- _Task description_: Quote every item below verbatim, line for line.

- _Stored data_:
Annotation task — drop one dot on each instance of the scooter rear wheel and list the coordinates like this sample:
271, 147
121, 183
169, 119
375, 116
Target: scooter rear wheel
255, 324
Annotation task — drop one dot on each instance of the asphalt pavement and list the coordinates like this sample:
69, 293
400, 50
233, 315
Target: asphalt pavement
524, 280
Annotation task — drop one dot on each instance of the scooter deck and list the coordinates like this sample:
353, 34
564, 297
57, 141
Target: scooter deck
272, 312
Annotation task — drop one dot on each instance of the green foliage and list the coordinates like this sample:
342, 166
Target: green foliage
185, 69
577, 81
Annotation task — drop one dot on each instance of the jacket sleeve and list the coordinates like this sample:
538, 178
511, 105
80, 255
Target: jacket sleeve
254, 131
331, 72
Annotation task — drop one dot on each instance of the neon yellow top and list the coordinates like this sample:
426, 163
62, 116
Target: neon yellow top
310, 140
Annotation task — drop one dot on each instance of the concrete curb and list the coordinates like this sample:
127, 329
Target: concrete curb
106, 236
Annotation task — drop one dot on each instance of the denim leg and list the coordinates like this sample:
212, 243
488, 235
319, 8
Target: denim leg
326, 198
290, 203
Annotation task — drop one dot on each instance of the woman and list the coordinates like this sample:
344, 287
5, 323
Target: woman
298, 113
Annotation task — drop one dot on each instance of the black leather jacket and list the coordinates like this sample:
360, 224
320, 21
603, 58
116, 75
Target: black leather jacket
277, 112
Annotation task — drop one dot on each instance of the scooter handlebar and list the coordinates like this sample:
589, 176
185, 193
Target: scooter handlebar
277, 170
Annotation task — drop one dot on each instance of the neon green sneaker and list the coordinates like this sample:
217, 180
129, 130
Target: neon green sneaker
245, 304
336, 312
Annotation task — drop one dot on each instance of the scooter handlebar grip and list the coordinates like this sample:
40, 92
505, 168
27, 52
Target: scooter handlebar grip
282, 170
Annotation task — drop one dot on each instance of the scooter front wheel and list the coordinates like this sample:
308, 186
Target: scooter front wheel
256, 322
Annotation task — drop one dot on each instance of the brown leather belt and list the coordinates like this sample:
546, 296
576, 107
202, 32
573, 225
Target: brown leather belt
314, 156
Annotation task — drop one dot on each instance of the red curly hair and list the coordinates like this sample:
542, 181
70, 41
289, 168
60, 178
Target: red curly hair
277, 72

- _Solution_:
Annotation task — drop one dot on each instance of the scooter rear wheel and list the coordinates like this sample:
271, 147
121, 183
169, 119
375, 116
Target: scooter rear wheel
255, 324
Annotation task — drop one dot on each instance of the asphalt pavement and list the coordinates like this sample:
69, 293
400, 50
233, 315
Target: asphalt pavement
524, 280
Annotation task — drop one dot on each instance of the scooter deck and list the coordinates like this sample:
353, 34
564, 297
57, 141
Target: scooter deck
272, 312
Annotation task — drop one dot on each instance of the green foliage and list the coordinates like this sample:
342, 166
Target: green foliage
185, 69
577, 81
Annotation task — drop one dot on each instance of the jacket sleeve and list the coordinates like this sample:
538, 178
511, 105
80, 255
Target: jacket sleeve
254, 131
331, 72
Annotation task — drop one dot on each instance of the neon yellow top and list the coordinates like this sample:
426, 163
62, 116
Target: neon yellow top
310, 140
Annotation task — drop one dot on each instance of the concrete curb and list the coordinates like this sample:
127, 329
Target: concrete curb
106, 236
Annotation task — drop one dot on each instance of the denim leg and list the coordinates like this sample:
212, 243
488, 235
319, 8
Target: denim leg
326, 198
290, 203
Annotation task — drop one dot on each instance of the woman and list the coordinates like this sample:
344, 287
5, 323
Target: woman
298, 113
Annotation task — drop one dot on each instance of the black leather jacket and list the coordinates like this sample:
360, 224
320, 21
603, 58
116, 75
Target: black leather jacket
277, 112
Annotation task — drop one dot on each instance of the scooter handlebar and list the coordinates like this sample:
589, 176
185, 193
Target: scooter handlebar
277, 170
Annotation task — drop one dot on each instance of the neon green sneaker and list the coordinates like this sample:
217, 180
129, 130
Target: neon green sneaker
245, 304
336, 312
Annotation task — drop one dot on each instance of the scooter handlebar grip and list the coordinates like this sample:
40, 92
505, 168
27, 52
Target: scooter handlebar grip
282, 170
Annotation task — drop one dot on each instance of the scooter front wheel and list the coordinates like this sample:
308, 186
Target: scooter front wheel
256, 322
Annotation task — drop one dot on each instance of the brown leather belt and list the coordinates like this sample:
546, 296
576, 107
202, 32
573, 225
Target: brown leather belt
314, 156
Annotation task — drop one dot on each instance of the red curly hair and list the coordinates like this sample:
542, 181
70, 41
289, 168
60, 178
Target: red curly hair
277, 72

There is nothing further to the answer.